TASK:
The records should be restated exactly from their first line through the line with "negative clicks: (1509, 635) (298, 589)" in it.

*** RECORDS SHOWN ***

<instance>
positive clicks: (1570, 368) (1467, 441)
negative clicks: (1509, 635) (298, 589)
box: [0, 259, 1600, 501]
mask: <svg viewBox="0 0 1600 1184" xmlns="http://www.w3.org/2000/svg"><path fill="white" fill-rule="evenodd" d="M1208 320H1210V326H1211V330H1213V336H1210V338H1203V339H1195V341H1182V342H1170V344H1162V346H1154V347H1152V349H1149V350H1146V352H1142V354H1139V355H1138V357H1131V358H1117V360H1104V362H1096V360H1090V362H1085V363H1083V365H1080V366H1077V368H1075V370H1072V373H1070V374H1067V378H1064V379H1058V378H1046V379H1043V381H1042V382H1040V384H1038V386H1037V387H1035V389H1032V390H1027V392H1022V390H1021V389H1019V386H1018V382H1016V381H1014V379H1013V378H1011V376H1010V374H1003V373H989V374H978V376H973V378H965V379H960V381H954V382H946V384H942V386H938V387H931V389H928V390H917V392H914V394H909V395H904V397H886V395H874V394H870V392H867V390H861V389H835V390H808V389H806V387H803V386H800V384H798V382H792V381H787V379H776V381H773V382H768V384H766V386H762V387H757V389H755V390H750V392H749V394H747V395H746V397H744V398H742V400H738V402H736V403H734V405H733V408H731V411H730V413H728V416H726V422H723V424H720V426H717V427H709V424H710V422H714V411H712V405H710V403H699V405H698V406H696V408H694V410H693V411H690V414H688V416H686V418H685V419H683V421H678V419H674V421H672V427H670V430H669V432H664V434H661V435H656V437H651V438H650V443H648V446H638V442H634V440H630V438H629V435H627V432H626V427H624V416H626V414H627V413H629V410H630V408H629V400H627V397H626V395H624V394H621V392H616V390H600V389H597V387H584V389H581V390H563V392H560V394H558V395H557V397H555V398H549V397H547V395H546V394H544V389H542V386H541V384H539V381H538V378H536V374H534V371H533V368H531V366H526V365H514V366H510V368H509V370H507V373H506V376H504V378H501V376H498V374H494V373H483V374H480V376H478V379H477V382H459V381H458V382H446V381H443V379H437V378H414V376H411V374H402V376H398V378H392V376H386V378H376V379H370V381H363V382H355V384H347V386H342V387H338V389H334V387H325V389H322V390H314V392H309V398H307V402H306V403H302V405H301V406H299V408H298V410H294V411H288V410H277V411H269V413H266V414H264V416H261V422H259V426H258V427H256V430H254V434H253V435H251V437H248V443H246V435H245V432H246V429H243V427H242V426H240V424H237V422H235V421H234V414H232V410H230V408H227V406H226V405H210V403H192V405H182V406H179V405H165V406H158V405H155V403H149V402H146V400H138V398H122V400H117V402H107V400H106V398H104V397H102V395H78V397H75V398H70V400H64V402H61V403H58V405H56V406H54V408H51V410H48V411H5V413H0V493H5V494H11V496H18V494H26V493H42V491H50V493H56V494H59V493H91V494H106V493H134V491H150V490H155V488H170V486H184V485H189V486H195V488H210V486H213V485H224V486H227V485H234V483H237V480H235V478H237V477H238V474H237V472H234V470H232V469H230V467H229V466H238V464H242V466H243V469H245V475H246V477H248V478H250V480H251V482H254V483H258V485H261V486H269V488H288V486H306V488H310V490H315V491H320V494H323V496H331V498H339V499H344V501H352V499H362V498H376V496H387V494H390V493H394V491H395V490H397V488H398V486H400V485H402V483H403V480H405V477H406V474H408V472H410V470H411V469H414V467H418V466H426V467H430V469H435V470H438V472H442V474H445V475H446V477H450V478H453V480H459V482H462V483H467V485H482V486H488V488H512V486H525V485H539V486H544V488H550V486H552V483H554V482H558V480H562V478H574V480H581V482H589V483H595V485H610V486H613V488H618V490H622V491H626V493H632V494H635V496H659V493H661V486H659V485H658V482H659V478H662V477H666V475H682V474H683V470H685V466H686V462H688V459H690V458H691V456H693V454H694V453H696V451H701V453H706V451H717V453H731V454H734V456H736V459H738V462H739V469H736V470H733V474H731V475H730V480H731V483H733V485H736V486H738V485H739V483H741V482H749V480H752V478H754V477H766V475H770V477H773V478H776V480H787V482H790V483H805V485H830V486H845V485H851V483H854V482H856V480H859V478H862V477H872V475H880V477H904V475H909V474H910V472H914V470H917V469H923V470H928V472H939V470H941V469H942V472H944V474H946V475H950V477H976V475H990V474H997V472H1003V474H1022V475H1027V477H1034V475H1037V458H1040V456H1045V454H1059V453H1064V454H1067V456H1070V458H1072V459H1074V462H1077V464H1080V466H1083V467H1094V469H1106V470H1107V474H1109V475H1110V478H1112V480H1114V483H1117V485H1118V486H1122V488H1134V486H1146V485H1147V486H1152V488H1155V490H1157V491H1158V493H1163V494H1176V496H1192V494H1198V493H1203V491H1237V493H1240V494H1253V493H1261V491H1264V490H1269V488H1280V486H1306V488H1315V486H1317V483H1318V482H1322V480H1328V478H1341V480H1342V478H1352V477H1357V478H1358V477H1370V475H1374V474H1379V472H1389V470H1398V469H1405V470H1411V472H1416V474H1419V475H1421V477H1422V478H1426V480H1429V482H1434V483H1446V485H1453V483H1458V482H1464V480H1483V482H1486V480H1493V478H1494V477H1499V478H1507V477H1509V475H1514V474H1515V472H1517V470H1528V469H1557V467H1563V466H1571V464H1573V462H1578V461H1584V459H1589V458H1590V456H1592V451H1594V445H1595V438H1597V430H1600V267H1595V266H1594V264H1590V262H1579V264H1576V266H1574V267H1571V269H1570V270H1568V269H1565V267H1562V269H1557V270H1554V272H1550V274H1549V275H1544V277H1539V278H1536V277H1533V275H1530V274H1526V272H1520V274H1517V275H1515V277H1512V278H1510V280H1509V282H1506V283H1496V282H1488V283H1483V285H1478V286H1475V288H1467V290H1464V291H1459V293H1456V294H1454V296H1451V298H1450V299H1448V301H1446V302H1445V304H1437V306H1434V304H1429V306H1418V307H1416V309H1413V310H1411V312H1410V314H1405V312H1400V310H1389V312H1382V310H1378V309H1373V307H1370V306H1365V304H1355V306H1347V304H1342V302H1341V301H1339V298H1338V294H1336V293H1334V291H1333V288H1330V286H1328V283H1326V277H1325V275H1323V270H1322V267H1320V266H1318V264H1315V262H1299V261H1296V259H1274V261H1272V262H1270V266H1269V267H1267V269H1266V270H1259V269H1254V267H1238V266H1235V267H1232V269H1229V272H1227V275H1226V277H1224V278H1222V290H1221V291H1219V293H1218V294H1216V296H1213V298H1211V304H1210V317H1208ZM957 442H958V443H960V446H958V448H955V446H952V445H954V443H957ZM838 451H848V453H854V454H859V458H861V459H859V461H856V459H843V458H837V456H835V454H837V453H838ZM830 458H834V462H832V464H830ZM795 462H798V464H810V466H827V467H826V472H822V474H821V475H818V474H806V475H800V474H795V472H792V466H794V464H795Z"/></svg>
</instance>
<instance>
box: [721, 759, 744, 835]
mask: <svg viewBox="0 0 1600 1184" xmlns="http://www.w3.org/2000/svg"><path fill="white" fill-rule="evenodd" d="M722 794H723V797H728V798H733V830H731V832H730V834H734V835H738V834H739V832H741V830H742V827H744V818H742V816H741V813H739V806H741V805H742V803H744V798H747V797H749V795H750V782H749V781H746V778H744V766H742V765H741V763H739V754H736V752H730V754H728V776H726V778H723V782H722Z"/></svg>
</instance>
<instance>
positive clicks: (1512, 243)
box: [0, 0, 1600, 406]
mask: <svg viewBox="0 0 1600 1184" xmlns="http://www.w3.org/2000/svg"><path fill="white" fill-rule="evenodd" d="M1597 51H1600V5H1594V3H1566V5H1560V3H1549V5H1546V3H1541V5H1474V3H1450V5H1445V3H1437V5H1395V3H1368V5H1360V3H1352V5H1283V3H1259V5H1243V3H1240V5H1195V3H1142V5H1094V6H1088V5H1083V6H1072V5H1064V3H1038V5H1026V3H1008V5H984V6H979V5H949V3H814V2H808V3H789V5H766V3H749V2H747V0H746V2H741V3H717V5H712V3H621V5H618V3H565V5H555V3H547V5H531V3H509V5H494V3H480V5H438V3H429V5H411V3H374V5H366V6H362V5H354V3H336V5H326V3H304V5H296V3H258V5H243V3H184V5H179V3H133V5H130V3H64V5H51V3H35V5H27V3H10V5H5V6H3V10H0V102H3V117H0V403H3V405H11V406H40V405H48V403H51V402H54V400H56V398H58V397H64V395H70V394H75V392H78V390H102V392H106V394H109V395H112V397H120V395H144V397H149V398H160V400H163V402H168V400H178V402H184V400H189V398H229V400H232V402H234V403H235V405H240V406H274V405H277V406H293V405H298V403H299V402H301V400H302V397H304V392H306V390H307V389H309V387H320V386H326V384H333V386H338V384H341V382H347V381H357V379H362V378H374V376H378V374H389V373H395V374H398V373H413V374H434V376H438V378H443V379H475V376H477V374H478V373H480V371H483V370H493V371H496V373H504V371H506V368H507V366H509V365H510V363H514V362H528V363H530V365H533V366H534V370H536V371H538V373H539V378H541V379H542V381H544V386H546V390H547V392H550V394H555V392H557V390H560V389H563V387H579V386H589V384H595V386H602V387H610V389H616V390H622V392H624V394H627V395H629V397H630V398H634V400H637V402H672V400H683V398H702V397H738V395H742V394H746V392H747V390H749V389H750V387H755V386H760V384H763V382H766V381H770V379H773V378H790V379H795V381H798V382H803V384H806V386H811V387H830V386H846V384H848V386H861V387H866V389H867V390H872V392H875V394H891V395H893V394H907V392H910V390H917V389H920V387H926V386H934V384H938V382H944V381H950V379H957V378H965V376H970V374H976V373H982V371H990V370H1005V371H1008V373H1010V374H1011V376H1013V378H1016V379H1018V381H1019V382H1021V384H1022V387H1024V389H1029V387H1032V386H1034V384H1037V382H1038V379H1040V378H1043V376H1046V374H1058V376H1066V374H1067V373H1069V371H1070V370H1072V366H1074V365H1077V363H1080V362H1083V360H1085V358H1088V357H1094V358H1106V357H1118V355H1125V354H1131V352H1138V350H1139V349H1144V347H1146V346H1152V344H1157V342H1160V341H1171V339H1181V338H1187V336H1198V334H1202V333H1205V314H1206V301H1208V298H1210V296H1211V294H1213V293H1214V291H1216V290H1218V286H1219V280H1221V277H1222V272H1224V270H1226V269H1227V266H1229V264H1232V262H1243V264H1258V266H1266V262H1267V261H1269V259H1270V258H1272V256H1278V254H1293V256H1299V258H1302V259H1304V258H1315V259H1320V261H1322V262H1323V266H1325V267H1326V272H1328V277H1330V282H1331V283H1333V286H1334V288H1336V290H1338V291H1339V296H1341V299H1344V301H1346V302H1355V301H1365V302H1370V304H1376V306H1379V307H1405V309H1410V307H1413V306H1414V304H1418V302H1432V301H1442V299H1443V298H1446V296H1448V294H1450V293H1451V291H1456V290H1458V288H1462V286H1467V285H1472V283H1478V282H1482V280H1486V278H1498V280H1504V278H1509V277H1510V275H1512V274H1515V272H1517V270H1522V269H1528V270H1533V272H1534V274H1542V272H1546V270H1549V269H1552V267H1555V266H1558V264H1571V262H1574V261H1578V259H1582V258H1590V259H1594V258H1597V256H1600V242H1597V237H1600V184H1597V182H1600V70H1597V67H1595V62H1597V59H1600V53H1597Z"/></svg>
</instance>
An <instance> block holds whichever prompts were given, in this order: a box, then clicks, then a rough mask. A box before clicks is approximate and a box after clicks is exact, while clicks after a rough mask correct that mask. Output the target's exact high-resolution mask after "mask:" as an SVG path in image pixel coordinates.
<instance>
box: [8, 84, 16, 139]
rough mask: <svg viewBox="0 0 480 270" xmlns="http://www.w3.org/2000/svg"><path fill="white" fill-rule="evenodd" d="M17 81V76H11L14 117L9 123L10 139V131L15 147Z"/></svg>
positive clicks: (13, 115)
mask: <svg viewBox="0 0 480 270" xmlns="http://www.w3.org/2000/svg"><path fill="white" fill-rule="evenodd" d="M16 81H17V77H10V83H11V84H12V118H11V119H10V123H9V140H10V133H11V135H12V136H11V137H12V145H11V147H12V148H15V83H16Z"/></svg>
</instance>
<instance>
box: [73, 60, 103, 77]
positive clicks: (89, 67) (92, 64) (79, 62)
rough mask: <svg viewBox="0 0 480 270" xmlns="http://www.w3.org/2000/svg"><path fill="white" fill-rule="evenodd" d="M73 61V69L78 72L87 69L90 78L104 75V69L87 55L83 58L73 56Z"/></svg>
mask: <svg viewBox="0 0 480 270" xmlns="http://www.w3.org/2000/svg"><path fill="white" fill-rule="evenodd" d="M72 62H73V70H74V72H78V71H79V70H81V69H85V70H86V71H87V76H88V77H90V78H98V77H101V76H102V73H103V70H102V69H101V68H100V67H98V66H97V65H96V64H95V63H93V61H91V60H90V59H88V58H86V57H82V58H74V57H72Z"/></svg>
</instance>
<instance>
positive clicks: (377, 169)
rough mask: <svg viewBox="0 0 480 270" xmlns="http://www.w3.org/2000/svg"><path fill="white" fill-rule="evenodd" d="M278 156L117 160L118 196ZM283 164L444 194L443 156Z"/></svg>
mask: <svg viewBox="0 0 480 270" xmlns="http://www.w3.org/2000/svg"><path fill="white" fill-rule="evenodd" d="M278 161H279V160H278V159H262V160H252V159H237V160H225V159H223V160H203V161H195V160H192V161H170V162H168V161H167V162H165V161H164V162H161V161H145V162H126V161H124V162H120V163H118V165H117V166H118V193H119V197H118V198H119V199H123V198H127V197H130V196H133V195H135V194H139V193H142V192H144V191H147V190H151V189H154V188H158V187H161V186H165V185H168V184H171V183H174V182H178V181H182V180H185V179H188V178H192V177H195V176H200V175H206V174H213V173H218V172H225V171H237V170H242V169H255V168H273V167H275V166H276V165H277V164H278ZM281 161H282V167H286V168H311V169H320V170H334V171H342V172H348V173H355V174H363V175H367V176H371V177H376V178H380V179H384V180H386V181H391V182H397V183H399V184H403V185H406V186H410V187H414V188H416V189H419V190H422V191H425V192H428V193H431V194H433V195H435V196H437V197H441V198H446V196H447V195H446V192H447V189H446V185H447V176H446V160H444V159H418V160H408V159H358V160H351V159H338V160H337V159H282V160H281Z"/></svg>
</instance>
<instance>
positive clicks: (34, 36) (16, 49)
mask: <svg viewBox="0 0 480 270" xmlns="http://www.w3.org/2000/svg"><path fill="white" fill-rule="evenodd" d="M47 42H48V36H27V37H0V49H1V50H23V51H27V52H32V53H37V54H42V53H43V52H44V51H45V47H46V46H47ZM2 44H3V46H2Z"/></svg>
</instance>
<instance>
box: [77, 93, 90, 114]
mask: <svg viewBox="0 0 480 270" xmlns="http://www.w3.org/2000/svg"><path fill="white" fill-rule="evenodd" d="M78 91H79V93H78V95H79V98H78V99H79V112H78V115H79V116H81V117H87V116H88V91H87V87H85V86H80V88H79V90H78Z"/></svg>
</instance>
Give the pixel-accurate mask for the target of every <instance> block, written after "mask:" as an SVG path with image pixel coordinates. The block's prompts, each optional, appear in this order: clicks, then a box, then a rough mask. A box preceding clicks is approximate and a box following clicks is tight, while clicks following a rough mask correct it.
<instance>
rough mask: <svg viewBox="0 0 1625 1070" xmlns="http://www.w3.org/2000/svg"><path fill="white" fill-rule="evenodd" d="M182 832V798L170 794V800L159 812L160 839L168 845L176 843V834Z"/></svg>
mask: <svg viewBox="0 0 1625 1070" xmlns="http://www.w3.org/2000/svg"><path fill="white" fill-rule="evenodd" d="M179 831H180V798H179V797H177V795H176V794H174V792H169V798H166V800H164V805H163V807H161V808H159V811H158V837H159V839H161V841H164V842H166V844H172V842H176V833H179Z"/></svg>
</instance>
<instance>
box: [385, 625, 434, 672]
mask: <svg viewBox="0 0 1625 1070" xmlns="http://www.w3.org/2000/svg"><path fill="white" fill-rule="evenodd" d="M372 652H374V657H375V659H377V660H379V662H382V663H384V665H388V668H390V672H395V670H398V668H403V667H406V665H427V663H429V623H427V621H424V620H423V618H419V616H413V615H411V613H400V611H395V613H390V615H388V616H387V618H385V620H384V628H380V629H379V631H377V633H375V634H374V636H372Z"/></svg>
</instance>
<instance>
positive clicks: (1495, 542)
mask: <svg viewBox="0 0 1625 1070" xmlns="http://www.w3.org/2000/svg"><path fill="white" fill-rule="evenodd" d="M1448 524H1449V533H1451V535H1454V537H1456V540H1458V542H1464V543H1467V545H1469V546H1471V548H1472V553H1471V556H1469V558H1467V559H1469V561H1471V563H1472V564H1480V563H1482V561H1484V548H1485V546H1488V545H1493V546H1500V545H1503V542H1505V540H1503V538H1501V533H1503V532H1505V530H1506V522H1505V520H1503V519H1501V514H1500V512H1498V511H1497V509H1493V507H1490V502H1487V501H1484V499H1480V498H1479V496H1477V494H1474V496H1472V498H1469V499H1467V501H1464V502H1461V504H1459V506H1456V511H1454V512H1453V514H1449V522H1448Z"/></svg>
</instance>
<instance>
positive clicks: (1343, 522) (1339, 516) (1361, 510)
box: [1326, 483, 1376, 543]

*** End of RECORDS SHOWN ***

EXPECTED ANSWER:
<instance>
positive clicks: (1570, 368) (1467, 441)
negative clicks: (1509, 635) (298, 589)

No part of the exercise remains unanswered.